**Exercise prompt**:
Go through the entries below and tally the lines containing the string "turtleneck"; report only the tally.

━━━━━ Provided information ━━━━━

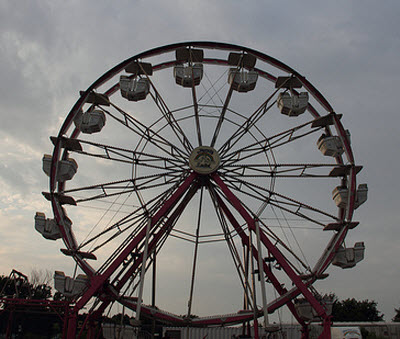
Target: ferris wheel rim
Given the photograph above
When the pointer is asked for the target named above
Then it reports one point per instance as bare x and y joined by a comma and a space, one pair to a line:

━━━━━
━━━━━ Provided information ━━━━━

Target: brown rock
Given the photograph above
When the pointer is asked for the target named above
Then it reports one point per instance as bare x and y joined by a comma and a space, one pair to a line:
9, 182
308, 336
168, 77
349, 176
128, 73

━━━━━
━━━━━ Provided information ━━━━━

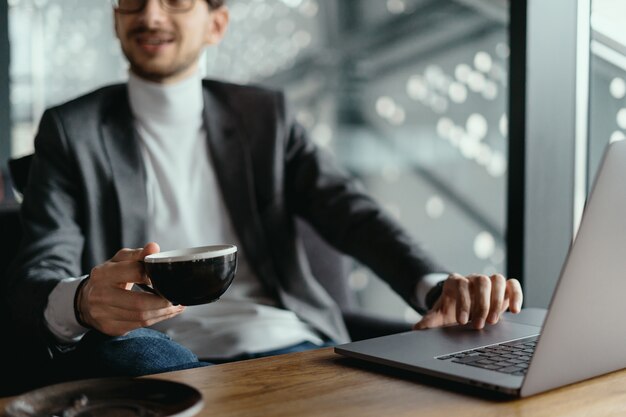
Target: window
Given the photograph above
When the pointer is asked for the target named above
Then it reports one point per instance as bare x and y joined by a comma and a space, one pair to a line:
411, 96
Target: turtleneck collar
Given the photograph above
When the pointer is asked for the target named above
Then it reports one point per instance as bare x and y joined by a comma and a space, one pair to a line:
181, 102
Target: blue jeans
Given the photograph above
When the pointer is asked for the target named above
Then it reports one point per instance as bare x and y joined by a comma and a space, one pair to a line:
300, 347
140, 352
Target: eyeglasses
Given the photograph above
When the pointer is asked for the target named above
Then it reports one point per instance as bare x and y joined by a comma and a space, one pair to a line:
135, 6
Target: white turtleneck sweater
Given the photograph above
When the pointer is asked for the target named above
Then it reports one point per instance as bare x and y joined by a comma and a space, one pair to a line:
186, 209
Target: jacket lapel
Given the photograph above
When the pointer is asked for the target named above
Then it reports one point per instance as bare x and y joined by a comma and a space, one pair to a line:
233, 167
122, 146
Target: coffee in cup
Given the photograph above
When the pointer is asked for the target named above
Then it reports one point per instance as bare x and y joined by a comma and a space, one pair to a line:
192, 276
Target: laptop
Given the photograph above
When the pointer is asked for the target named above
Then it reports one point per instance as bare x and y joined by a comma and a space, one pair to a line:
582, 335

━━━━━

**Expected output**:
2